◆ **RECORDS FOR THE TASK**:
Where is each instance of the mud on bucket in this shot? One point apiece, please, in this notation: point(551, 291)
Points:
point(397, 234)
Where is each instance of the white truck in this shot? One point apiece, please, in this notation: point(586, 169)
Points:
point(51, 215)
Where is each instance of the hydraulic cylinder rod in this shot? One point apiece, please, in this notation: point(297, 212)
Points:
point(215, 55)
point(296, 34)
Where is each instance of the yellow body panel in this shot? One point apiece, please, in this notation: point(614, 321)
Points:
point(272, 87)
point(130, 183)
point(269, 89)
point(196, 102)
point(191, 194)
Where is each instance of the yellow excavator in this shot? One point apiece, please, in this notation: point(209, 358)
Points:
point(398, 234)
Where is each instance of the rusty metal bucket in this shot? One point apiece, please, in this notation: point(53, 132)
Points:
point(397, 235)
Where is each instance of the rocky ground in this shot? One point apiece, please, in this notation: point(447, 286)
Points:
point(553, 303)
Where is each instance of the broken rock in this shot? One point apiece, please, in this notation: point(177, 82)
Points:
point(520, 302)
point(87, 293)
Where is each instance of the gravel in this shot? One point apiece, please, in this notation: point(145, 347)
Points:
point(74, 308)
==
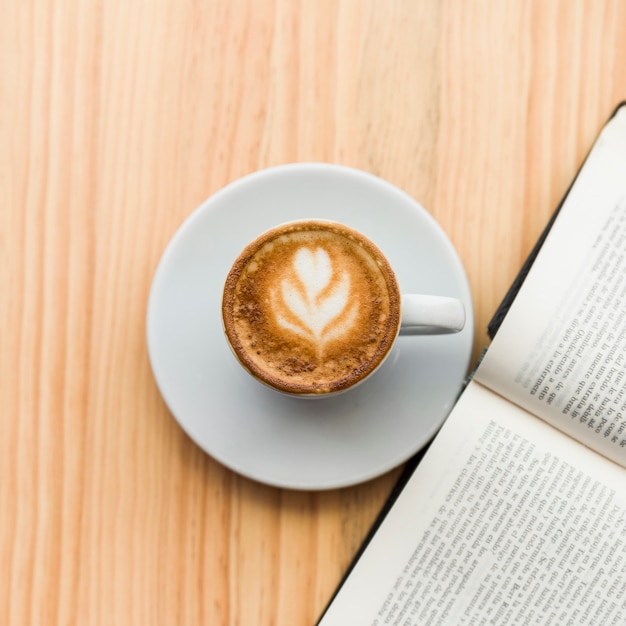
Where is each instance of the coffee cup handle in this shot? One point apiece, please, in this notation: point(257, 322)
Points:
* * *
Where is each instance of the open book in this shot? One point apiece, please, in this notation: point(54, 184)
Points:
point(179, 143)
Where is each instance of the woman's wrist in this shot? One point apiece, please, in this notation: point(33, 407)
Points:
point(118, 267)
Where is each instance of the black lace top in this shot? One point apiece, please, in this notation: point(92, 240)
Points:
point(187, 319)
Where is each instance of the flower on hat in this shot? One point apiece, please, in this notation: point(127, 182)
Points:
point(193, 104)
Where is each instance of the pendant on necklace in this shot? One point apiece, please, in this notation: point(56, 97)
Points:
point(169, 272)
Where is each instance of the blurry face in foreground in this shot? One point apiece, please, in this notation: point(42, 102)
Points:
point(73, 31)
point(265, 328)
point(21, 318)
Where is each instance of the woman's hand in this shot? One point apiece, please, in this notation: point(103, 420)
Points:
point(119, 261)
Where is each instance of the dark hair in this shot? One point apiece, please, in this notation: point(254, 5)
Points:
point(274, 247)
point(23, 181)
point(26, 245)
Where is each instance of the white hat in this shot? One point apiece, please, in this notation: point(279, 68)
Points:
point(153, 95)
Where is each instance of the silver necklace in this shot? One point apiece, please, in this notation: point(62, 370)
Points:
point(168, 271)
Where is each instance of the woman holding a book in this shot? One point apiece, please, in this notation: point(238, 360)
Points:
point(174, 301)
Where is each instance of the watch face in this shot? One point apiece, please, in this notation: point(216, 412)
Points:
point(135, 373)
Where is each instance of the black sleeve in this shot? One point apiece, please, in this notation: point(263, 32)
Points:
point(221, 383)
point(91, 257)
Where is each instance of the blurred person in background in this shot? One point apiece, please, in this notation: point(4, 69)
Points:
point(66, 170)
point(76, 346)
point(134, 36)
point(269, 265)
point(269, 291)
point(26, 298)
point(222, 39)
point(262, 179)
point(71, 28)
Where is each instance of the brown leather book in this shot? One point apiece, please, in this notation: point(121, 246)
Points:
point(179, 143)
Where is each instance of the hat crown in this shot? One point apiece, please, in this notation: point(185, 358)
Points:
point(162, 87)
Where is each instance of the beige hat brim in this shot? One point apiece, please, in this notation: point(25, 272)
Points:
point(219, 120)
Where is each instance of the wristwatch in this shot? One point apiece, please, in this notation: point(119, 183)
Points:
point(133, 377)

◆ **WHAT IS BEING ASKED**: Can you retype, character for character, the lines from the one containing "Where is each instance of the yellow excavator" up to and including the one containing "point(398, 234)", and nothing else?

◆ **EXERCISE RESULT**:
Where is each instance of the yellow excavator in this shot? One point apiece, please, in this notation: point(209, 358)
Points:
point(398, 234)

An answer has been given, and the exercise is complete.